(Records in a dataset)
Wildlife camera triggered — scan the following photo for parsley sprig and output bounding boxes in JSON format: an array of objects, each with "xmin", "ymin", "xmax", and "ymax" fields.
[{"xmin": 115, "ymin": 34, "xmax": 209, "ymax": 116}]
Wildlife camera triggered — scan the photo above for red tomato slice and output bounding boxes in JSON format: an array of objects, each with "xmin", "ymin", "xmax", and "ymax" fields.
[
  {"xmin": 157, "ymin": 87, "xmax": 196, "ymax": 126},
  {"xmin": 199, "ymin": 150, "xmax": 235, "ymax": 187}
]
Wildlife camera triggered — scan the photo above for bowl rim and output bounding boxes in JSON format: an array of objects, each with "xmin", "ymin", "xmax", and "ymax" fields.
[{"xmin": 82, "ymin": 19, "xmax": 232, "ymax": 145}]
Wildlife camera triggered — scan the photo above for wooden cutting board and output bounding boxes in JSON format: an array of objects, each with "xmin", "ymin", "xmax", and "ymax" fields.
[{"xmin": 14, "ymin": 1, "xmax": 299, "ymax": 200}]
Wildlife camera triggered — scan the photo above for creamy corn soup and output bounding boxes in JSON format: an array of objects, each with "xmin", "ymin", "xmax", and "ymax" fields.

# PROBLEM
Starting at the line containing "Wildlife camera triggered — scan the photo above for bowl" and continuing through the end of the records, write those rows out again with "wooden" replaced by "bamboo". Leave everything else unchanged.

# RESPONSE
Wildlife camera triggered — scan the photo above for bowl rim and output bounding boxes in JSON format: an array of objects, each with "xmin", "ymin", "xmax", and "ymax" fields.
[{"xmin": 82, "ymin": 19, "xmax": 232, "ymax": 145}]
Wildlife camera triggered — scan the photo above for bamboo cutting board and output bounding boxes in JSON format: an array of objects, each with "xmin", "ymin", "xmax", and "ymax" fields.
[{"xmin": 14, "ymin": 1, "xmax": 299, "ymax": 200}]
Wildlife camera triggered — scan the photo above for creamy corn soup and output bounding boxes in JSON format: an array of objects, each with "xmin", "ymin", "xmax", and "ymax" fields.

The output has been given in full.